— Text shown —
════

How To Make Homemade Mascarpone Cheese With Only 2 Ingredients (VIDEO)
Welcome to my Italian kitchen! Today I’m gonna tell you all about making mascarpone cheese, a basic ingredient for desserts and all sorts of recipes. Mascarpone is a creamy cheese spread usually used in tiramisu or cannoli. It’s really simple to make yourself at home. All you need is 2 ingredients: heavy cream and lemon juice. I’ll walk you through the easy steps to whip up a batch of your own homemade mascarpone! I recommend using a pastry bag or squeeze bottle and a food thermometer.
The History of Mascarpone Cheese
While the Mascarpone cheese is thought to have originated in the 12th century, the earliest written record of it is found in the Summa lacticiniorum. This is a book published in Turin on July 9, 1477 that covers all types of milk, cheesemaking and cheeses from both Italy and abroad. The work was authored by Pantaleone da Confienza (1438-1496 although the date is uncertain), from Vercelli, who was an advisor to Ludovico of Savoy and through his travels accumulated significant experience and knowledge about cheeses.
The name MASCARPONE, which remains the same worldwide, could have two possible origins.

════

Repeat word for word the part of the text about mascarpone cheese between "How To Make" and "a food thermometer.", inclusive. The data plays no role in this.

— Entries from an annotation dataset —
════

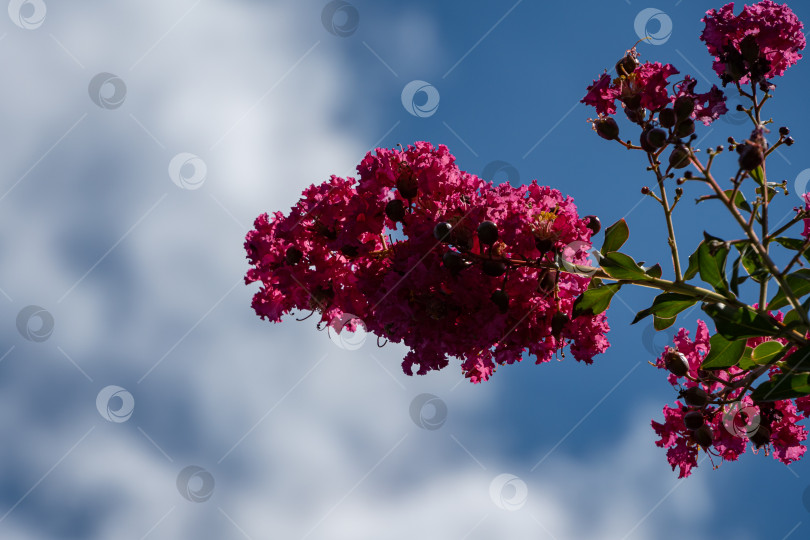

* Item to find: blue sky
[0,0,810,540]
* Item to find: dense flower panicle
[652,320,810,478]
[581,60,728,125]
[245,142,608,382]
[700,0,806,84]
[802,193,810,238]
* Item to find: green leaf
[600,251,650,280]
[724,189,751,214]
[768,268,810,310]
[749,165,765,187]
[573,283,622,317]
[653,315,678,332]
[785,346,810,373]
[737,347,756,370]
[703,304,779,340]
[602,218,630,255]
[630,293,697,324]
[683,242,703,281]
[734,244,771,283]
[751,373,810,402]
[698,238,728,292]
[774,236,810,261]
[751,341,785,366]
[644,264,664,278]
[700,334,745,369]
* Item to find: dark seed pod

════

— Solution to this problem —
How To Make Homemade Mascarpone Cheese With Only 2 Ingredients (VIDEO)
Welcome to my Italian kitchen! Today I’m gonna tell you all about making mascarpone cheese, a basic ingredient for desserts and all sorts of recipes. Mascarpone is a creamy cheese spread usually used in tiramisu or cannoli. It’s really simple to make yourself at home. All you need is 2 ingredients: heavy cream and lemon juice. I’ll walk you through the easy steps to whip up a batch of your own homemade mascarpone! I recommend using a pastry bag or squeeze bottle and a food thermometer.